What needs to be done:
For every line in the records that has the word "wooden", make a copy.

Materials provided:
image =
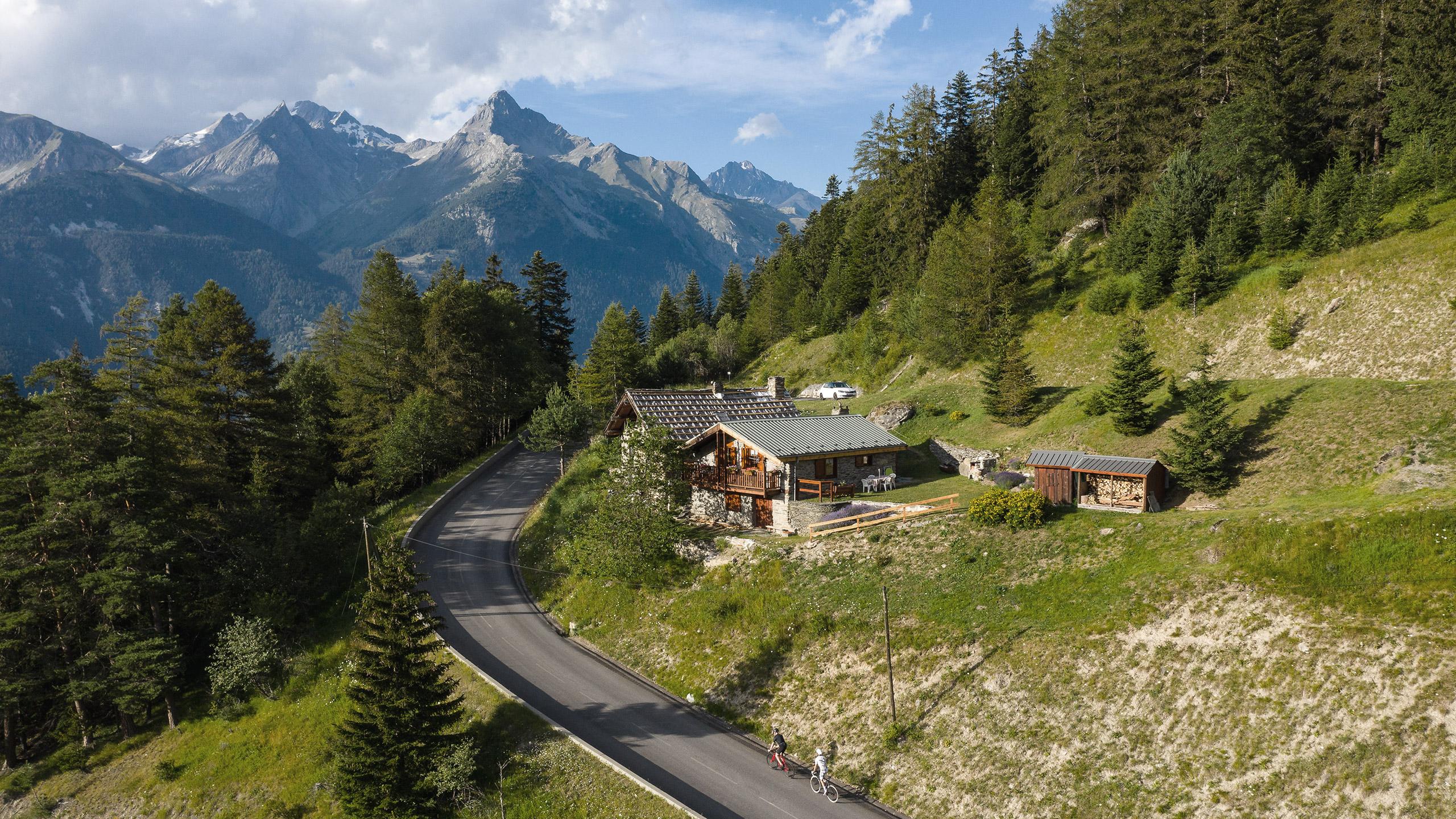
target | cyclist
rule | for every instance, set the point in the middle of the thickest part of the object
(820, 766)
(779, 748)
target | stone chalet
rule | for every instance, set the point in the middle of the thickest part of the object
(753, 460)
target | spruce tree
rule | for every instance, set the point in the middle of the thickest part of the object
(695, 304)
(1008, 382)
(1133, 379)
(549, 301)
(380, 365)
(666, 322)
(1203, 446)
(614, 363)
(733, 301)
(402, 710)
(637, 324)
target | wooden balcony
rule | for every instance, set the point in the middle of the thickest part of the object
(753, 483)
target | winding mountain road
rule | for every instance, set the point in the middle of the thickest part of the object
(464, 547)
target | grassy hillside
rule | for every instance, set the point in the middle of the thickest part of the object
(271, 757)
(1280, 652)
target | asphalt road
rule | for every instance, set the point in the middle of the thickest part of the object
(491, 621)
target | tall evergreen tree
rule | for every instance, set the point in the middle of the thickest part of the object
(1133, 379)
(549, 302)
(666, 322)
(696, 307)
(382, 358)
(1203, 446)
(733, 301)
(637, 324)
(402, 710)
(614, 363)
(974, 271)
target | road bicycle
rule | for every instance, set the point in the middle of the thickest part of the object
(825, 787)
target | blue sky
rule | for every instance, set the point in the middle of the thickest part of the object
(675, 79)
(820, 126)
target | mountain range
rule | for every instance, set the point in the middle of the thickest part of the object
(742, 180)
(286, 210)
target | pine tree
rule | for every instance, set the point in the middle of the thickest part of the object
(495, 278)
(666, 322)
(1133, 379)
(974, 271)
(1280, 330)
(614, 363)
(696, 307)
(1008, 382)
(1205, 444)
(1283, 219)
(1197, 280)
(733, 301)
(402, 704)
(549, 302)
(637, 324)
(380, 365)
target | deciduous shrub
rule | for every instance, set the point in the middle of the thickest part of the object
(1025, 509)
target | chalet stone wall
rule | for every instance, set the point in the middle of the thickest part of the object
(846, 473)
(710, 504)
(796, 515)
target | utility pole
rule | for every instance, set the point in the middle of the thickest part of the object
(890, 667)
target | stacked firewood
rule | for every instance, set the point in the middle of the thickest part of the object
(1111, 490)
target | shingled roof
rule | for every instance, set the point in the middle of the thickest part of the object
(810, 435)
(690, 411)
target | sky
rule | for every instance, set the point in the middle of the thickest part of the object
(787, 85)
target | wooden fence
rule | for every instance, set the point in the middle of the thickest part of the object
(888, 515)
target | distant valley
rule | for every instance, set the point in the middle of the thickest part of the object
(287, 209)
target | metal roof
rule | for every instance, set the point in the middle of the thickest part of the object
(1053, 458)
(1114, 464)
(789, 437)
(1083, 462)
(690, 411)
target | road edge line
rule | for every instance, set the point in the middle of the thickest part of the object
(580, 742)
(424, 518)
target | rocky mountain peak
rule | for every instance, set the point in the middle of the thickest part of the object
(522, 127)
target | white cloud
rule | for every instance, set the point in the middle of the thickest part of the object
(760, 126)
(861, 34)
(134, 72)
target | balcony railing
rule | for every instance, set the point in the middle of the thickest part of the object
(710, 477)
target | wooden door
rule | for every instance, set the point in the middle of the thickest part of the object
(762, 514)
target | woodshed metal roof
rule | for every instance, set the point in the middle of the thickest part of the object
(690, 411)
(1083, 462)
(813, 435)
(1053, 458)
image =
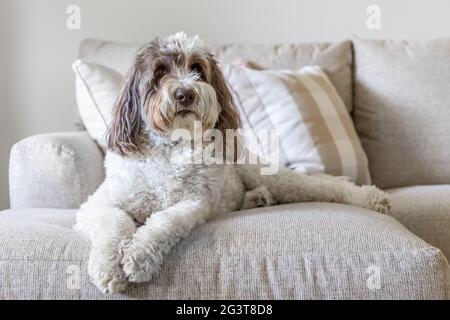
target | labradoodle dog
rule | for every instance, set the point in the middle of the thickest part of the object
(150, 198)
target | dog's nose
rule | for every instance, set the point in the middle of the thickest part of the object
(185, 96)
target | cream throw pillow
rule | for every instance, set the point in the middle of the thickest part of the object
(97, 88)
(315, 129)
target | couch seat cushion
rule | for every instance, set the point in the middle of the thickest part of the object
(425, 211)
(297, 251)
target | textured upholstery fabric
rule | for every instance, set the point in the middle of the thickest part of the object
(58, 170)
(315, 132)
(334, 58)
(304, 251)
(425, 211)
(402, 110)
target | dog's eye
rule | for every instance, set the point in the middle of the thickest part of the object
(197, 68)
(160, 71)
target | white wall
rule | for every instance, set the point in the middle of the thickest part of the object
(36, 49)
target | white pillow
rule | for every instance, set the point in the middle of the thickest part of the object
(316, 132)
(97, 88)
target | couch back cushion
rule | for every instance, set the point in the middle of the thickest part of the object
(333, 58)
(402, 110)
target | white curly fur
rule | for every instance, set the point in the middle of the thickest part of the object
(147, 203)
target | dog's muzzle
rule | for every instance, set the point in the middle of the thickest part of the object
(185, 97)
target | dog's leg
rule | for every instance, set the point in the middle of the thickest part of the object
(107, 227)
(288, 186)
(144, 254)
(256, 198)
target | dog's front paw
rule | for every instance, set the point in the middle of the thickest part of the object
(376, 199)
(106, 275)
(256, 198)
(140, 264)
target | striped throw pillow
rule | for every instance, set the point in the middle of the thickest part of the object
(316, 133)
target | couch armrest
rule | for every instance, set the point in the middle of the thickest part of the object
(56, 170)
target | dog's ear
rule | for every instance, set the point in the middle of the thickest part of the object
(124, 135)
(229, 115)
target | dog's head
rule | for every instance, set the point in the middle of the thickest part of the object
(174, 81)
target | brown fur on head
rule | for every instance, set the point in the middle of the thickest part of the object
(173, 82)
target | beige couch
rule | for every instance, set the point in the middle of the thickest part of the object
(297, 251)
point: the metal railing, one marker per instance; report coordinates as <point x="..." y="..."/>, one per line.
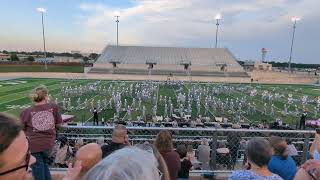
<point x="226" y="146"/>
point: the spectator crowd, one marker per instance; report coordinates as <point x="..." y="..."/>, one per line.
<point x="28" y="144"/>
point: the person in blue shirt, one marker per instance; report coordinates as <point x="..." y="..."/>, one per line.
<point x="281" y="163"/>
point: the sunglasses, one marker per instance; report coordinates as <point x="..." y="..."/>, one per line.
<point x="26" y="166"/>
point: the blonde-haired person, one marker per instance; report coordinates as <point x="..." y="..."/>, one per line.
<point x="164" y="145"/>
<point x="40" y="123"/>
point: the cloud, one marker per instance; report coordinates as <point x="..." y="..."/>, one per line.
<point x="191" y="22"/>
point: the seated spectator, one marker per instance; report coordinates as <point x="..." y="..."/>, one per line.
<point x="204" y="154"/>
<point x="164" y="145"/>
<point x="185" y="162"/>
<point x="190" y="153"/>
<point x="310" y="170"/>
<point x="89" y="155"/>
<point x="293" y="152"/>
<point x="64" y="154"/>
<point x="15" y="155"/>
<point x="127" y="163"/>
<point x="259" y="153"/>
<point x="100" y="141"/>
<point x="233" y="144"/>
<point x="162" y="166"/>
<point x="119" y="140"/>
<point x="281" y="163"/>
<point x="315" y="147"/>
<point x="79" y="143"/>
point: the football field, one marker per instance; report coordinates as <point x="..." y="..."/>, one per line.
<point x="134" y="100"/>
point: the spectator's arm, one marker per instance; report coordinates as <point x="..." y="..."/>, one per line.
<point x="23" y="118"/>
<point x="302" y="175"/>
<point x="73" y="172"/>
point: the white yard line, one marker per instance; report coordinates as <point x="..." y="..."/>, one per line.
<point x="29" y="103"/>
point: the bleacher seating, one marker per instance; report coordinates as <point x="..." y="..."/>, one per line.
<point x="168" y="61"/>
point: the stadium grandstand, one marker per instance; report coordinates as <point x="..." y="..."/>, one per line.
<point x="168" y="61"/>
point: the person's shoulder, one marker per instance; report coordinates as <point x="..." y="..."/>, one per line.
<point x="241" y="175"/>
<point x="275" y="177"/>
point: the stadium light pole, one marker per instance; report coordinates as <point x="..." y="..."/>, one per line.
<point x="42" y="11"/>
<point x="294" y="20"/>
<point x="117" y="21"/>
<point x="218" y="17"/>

Written response:
target | wooden balcony
target | wooden fence
target | wooden door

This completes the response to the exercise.